**Job A:** Do the following statements agree with the travel piece on the Marquesas Islands below? (i) Captain James Cook reached the islands in 1774 on his second voyage. (ii) All twelve of the Marquesas Islands are inhabited. (iii) Alvero de Mendana named the islands after the king of Spain. Answer yes or no for each and quote the words from the travel piece that decide it.

**Source document:**

To the ends of ... the Earth
Out of the early morning light, huge peaks rise out of the ocean ahead. A solitary cloud hovers above the mountains and frigatebirds wheel high in the sky. So magical and primeval is the vision, it’s like staring at the Lost World. And in a sense it is, for these peaks are part of the Marquesas: the most remote set of islands in the world.
Ua Pou, Marquesas Islands
Scattered across 4,167 square kilometres of South Pacific between New Zealand, Easter Island and Hawaii, French Polynesia encompasses 118 islands and atolls. The 12 Marquesas Islands – only six of which are inhabited – lie some 1,400 kilometres north-east of Tahiti and are its most isolated outpost.
In 1595 Alvero de Mendana, a Spanish navigator, was sailing from Peru in search of the Solomon Islands when he discovered these islands, naming them for his patron, the Marqués de Mendoza, viceroy of Peru. For almost another two centuries, not a single European ship recorded visiting the islands until Captain James Cook arrived in 1774, on his second voyage aboard the Resolution.
In subsequent years, the sheer remoteness of the Marquesas Islands, combined with their distinctive culture and otherworldly beauty, attracted writers, artists, explorers and adventurers. Moby Dick’s Herman Melville jumped ship here in 1842 to find himself among a tribe of reputed cannibals; Robert Louis Stevenson found inspiration for his work In the South Seas; Paul Gauguin painted his final canvasses in the islands; while Belgian singer Jacques Brel, terminally ill, found the Marquesas an ultimate sanctuary from the public gaze.
To this day, the islands’ distance from absolutely anywhere mean they remain largely unexplored. Their wild interiors – covered by dense jungle, steep volcanic outcrops, towering waterfalls, deep crevasses – and ancient archaeological sites remain largely untroubled by visitors, as do the pristine white beaches lapped by clear, warm waters. So arresting is their natural magnificence, travel writer Paul Theroux was moved to describe the Marquesas as ‘the most beautiful islands on the face of the earth’.

**Stored rows:**
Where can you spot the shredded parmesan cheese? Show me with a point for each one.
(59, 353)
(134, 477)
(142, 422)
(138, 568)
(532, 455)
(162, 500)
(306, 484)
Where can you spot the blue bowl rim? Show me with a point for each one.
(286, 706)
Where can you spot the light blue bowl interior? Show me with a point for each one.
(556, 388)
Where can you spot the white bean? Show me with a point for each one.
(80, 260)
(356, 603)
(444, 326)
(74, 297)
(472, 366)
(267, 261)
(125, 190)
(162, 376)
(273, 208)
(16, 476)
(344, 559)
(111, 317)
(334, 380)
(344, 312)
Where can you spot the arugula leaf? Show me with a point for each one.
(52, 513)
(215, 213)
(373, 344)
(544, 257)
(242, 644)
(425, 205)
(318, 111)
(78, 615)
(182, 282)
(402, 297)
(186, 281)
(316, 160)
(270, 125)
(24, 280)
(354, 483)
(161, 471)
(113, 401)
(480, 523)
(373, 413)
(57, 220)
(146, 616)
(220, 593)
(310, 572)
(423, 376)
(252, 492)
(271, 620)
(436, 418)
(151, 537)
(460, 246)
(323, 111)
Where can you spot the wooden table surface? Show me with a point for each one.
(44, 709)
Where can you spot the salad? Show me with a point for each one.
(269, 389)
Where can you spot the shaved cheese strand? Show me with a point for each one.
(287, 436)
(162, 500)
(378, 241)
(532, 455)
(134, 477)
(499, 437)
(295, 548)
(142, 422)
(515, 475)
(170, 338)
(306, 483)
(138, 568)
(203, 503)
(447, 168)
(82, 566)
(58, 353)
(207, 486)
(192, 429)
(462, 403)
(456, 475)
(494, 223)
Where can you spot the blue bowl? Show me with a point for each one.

**Job B:** Which lines in the entries above contain the word "blue"? Pick out each one and copy it in full.

**Worked solution A:**
(i) Yes: "until Captain James Cook arrived in 1774, on his second voyage aboard the Resolution."
(ii) No: "The 12 Marquesas Islands – only six of which are inhabited"
(iii) No: "naming them for his patron, the Marqués de Mendoza, viceroy of Peru."

**Worked solution B:**
Where can you spot the blue bowl rim? Show me with a point for each one.
Where can you spot the light blue bowl interior? Show me with a point for each one.
Where can you spot the blue bowl? Show me with a point for each one.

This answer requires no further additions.